== WHAT IS BEING ASKED ==
When you return the entries, keep every word and mark exactly as it is.

== THE INPUT ==
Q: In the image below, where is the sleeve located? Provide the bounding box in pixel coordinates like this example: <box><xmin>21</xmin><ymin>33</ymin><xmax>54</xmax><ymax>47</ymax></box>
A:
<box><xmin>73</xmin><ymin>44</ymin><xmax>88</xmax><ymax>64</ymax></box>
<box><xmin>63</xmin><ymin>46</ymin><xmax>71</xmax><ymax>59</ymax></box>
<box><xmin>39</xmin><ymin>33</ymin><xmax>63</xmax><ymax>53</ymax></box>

== OUTPUT OF THE TASK ==
Q: In the image below, where is the sleeve located? Provide the bounding box in pixel coordinates like this example: <box><xmin>21</xmin><ymin>33</ymin><xmax>54</xmax><ymax>47</ymax></box>
A:
<box><xmin>73</xmin><ymin>44</ymin><xmax>88</xmax><ymax>64</ymax></box>
<box><xmin>63</xmin><ymin>46</ymin><xmax>71</xmax><ymax>59</ymax></box>
<box><xmin>39</xmin><ymin>33</ymin><xmax>63</xmax><ymax>53</ymax></box>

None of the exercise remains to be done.